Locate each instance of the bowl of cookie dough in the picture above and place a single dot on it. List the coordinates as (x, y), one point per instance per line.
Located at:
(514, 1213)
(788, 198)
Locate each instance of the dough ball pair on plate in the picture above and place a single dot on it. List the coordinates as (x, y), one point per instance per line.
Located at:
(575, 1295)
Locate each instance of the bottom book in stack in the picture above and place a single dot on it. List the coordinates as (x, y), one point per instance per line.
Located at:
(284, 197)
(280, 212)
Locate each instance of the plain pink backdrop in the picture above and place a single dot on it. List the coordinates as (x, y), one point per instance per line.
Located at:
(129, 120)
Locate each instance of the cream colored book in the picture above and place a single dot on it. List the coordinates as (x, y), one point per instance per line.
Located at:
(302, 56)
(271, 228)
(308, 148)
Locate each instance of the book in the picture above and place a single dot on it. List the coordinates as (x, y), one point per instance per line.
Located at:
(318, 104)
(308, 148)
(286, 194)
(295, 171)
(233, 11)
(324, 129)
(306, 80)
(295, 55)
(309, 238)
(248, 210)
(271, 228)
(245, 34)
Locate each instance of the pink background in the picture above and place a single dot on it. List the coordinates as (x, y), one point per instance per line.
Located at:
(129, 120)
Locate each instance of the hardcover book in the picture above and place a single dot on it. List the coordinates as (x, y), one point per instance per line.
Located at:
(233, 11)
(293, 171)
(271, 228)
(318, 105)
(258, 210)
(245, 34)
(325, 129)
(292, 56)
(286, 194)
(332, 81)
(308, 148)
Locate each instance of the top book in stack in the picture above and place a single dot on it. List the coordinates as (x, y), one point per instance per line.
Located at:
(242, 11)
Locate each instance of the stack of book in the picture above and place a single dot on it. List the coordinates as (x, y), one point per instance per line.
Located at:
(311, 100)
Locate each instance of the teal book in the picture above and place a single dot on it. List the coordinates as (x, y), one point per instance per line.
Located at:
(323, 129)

**YOUR GOAL**
Everything from the line containing "Locate each instance of the top" to the last line of the material above should be printed exactly, both ends included.

**ANSWER FOR THE TASK**
Locate each instance of the top book in stack in the picture above and place a single dot on it. List the coordinates as (x, y), one point per instance per line.
Located at:
(242, 11)
Locate each instance of the stack of book in the picture above and place a single dot on it. List the coordinates as (x, y), one point per instance per line.
Located at:
(311, 100)
Locate each instance of the teal book in the picture above and place a single dot on it. List the coordinates as (x, y), one point per instance per line.
Located at:
(323, 129)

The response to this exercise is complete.